Provided records below:

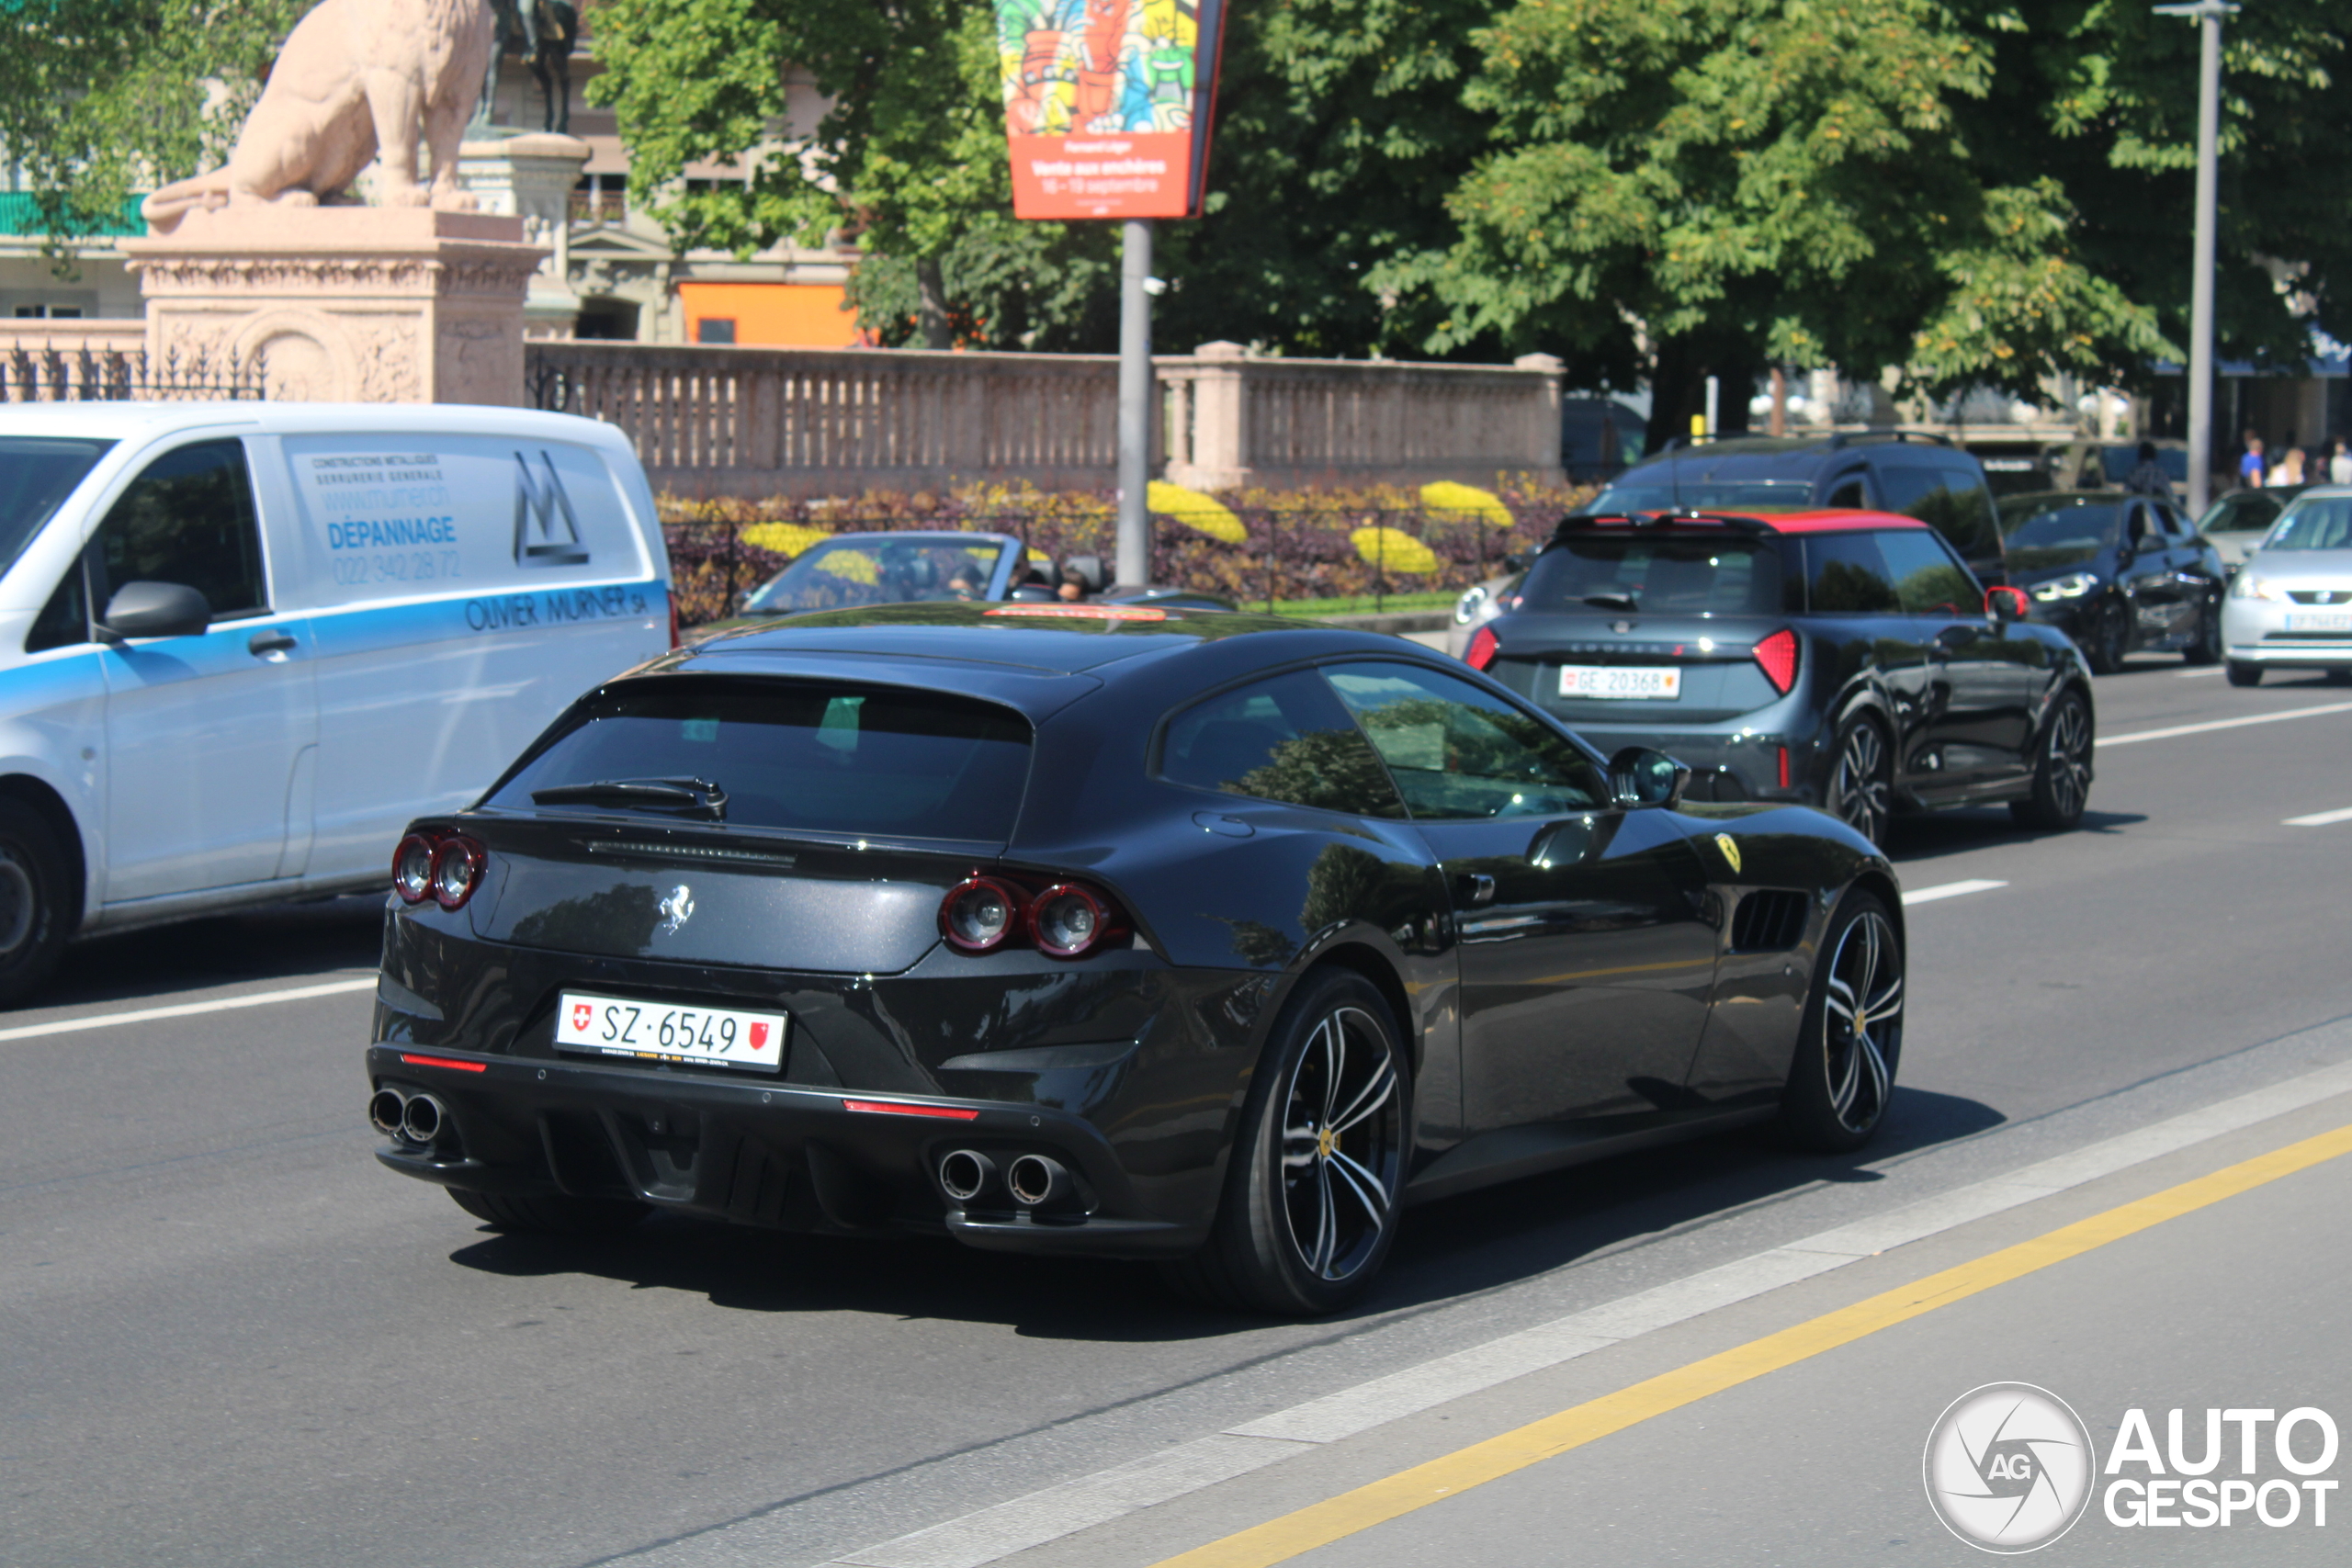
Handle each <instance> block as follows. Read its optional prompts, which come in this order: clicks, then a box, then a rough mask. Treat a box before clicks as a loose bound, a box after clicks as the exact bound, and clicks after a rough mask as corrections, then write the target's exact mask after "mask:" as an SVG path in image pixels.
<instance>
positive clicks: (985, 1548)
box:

End of Provided records.
Provided records below:

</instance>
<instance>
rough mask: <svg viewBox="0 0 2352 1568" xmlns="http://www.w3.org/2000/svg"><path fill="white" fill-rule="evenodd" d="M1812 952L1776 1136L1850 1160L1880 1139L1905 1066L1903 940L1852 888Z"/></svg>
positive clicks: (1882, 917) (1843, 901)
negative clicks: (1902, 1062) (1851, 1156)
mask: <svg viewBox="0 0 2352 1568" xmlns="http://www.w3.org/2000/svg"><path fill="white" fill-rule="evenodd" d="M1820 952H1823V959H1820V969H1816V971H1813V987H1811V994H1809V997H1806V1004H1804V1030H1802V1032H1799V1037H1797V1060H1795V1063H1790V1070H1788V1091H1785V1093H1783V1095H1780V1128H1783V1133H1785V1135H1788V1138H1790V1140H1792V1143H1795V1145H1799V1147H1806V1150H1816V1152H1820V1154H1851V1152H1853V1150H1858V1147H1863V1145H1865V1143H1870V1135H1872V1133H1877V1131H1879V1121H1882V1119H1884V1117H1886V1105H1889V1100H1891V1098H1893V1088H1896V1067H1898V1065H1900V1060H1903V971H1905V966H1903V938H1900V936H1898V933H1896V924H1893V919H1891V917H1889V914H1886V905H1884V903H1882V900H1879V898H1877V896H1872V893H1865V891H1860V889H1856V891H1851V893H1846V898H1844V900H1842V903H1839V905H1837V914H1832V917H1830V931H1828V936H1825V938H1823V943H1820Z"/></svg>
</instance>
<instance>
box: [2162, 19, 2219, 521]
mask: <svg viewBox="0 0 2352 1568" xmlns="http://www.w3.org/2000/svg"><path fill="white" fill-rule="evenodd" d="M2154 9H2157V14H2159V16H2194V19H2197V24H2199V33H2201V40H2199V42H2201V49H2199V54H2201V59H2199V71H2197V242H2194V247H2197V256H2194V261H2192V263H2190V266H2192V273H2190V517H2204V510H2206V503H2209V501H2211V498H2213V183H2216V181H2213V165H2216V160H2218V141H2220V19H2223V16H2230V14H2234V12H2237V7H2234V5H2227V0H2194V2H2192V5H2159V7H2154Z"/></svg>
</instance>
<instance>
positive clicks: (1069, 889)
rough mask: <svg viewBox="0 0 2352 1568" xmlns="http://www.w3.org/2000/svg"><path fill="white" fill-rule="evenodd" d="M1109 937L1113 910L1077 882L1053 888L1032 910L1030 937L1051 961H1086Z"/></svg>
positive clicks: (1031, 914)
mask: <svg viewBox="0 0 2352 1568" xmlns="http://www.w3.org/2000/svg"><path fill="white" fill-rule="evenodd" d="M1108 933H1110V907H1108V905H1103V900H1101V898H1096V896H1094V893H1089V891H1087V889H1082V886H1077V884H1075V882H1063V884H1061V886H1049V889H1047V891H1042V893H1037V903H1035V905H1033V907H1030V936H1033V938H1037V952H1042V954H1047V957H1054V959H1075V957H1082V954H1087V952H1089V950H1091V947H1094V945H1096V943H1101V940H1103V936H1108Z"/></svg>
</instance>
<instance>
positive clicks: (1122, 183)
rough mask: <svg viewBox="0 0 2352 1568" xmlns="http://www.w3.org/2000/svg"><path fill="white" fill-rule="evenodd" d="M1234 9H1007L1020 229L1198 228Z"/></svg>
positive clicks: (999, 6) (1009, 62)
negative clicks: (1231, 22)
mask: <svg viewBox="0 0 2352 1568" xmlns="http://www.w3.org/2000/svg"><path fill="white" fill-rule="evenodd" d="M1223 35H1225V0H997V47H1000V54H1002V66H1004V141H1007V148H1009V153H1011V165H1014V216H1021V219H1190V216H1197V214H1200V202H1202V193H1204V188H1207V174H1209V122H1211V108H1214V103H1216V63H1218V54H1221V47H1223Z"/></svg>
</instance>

End of Provided records.

◆ Instructions to follow
Above are some lines. Repeat exactly, and only, those from the line that has "negative clicks: (1902, 1062) (1851, 1156)" through the line that has "positive clicks: (1122, 183)".

◆ Reply
negative clicks: (1902, 1062) (1851, 1156)
mask: <svg viewBox="0 0 2352 1568" xmlns="http://www.w3.org/2000/svg"><path fill="white" fill-rule="evenodd" d="M1820 952H1823V959H1820V969H1816V971H1813V987H1811V994H1809V997H1806V1004H1804V1030H1802V1032H1799V1037H1797V1060H1795V1063H1790V1070H1788V1091H1785V1093H1783V1095H1780V1128H1783V1133H1785V1135H1788V1138H1790V1140H1792V1143H1795V1145H1799V1147H1806V1150H1816V1152H1820V1154H1851V1152H1853V1150H1858V1147H1863V1145H1865V1143H1870V1135H1872V1133H1877V1131H1879V1121H1882V1119H1884V1117H1886V1105H1889V1100H1891V1098H1893V1088H1896V1067H1898V1065H1900V1060H1903V971H1905V966H1903V938H1900V936H1898V933H1896V924H1893V919H1891V917H1889V914H1886V905H1884V903H1882V900H1879V898H1877V896H1872V893H1865V891H1860V889H1856V891H1851V893H1846V898H1844V900H1842V903H1839V905H1837V914H1832V917H1830V931H1828V936H1825V938H1823V943H1820Z"/></svg>
</instance>
<instance>
box: [2162, 19, 2219, 521]
mask: <svg viewBox="0 0 2352 1568" xmlns="http://www.w3.org/2000/svg"><path fill="white" fill-rule="evenodd" d="M2154 9H2157V14H2159V16H2194V19H2197V24H2199V33H2201V40H2199V42H2201V49H2199V54H2201V59H2199V71H2197V242H2194V247H2197V256H2194V261H2192V263H2190V266H2192V273H2190V517H2204V510H2206V503H2209V501H2211V498H2213V183H2216V181H2213V165H2216V160H2218V141H2220V19H2223V16H2230V14H2234V12H2237V7H2234V5H2227V0H2194V2H2192V5H2159V7H2154Z"/></svg>
</instance>
<instance>
positive clicks: (1069, 889)
rough mask: <svg viewBox="0 0 2352 1568" xmlns="http://www.w3.org/2000/svg"><path fill="white" fill-rule="evenodd" d="M1109 937L1113 910L1077 882L1053 888L1032 910L1030 937L1051 961H1086Z"/></svg>
positive clicks: (1031, 914)
mask: <svg viewBox="0 0 2352 1568" xmlns="http://www.w3.org/2000/svg"><path fill="white" fill-rule="evenodd" d="M1108 933H1110V907H1108V905H1103V900H1101V898H1096V896H1094V893H1089V891H1087V889H1082V886H1077V884H1075V882H1063V884H1061V886H1049V889H1047V891H1042V893H1037V903H1035V905H1033V907H1030V936H1033V938H1037V952H1042V954H1047V957H1054V959H1075V957H1082V954H1087V952H1089V950H1091V947H1094V945H1096V943H1101V940H1103V936H1108Z"/></svg>
</instance>
<instance>
positive clicks: (1122, 183)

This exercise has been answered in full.